◆ **DESCRIPTION OF THE TASK**: Format the following lines as a numbered list, omitting any blank lines.

Begin RECORDS PROVIDED

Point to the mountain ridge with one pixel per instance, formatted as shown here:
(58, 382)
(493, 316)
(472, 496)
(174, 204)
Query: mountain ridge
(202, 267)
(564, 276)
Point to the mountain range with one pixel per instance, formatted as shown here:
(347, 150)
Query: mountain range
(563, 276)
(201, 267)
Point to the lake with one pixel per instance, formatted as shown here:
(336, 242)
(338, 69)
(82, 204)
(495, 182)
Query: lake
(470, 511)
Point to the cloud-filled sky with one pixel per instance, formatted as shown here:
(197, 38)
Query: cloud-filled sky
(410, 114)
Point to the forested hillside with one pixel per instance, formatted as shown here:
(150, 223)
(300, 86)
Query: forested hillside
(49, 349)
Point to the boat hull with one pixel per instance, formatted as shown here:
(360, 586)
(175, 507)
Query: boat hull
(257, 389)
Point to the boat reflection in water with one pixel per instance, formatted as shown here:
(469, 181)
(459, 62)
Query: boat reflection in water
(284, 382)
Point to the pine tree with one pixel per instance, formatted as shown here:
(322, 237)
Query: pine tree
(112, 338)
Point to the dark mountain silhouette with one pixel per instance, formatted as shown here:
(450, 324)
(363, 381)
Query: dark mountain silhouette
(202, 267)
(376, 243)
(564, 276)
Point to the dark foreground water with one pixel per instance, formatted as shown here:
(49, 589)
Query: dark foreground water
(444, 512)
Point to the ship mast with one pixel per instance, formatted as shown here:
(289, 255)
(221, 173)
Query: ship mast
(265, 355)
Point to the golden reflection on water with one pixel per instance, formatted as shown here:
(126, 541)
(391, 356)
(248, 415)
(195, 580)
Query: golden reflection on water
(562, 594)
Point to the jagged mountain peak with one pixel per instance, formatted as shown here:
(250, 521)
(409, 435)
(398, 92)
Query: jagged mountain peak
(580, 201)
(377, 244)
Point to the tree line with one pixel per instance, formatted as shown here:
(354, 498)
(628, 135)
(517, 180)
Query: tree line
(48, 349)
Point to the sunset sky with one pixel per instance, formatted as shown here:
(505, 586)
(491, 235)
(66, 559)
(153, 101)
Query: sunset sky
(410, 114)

End RECORDS PROVIDED

◆ **RESULT OF THIS EXERCISE**:
1. Point to the mountain ridge with one pixel per instance, formatted as shown here:
2. (58, 382)
3. (493, 316)
4. (472, 496)
5. (174, 204)
6. Query: mountain ridge
7. (202, 267)
8. (564, 276)
9. Point to the mountain range with one pixel per instance, formatted as shown here:
10. (347, 150)
11. Query: mountain range
12. (563, 276)
13. (201, 267)
14. Point to the lake with one pixel per instance, formatted as shown here:
15. (336, 242)
16. (338, 69)
17. (82, 204)
18. (495, 182)
19. Query: lake
20. (470, 511)
21. Point to the cloud-filled sky with one pixel per instance, formatted as shown here:
22. (197, 38)
23. Query: cloud-filled sky
24. (410, 114)
25. Point to the forested hillside with one pixel per instance, formatted as shown here:
26. (150, 223)
27. (300, 86)
28. Query: forested hillside
29. (49, 349)
30. Point to the boat hull with one pixel per instance, formatted as shown here:
31. (360, 586)
32. (175, 507)
33. Query: boat hull
34. (257, 389)
35. Point to the boat reflection in water with one pixel per instance, formatted as shown here:
36. (469, 181)
37. (459, 62)
38. Query: boat reflection in water
39. (284, 382)
40. Point to the pine tree with one pixel per instance, formatted as shown here:
41. (322, 237)
42. Query: pine tree
43. (112, 338)
44. Point to the dark mountain silhouette with one pixel per instance, formatted as shown here:
45. (450, 324)
46. (363, 381)
47. Query: dark mountain silhouette
48. (202, 267)
49. (376, 243)
50. (564, 276)
51. Point to the dark foreground water with one pixel per instance, formatted as shown here:
52. (49, 589)
53. Query: dark foreground water
54. (444, 512)
55. Point to the ship mast with one pixel per instance, formatted as shown here:
56. (289, 255)
57. (221, 173)
58. Query: ship mast
59. (265, 355)
60. Point to the golden reflection on water with one pixel per instance, formatted as shown here:
61. (126, 541)
62. (391, 356)
63. (248, 415)
64. (195, 580)
65. Query: golden reflection on water
66. (562, 594)
67. Point to the jagged mountain peak with one pixel per instance, formatted as shown here:
68. (250, 521)
69. (409, 435)
70. (398, 92)
71. Query: jagged mountain peak
72. (580, 201)
73. (377, 244)
74. Point to the tree line with one pixel per instance, formatted as shown here:
75. (354, 498)
76. (628, 135)
77. (517, 180)
78. Query: tree line
79. (48, 349)
80. Point to the sunset sky with one pixel per instance, formatted as shown here:
81. (505, 586)
82. (491, 235)
83. (66, 559)
84. (153, 101)
85. Query: sunset sky
86. (410, 114)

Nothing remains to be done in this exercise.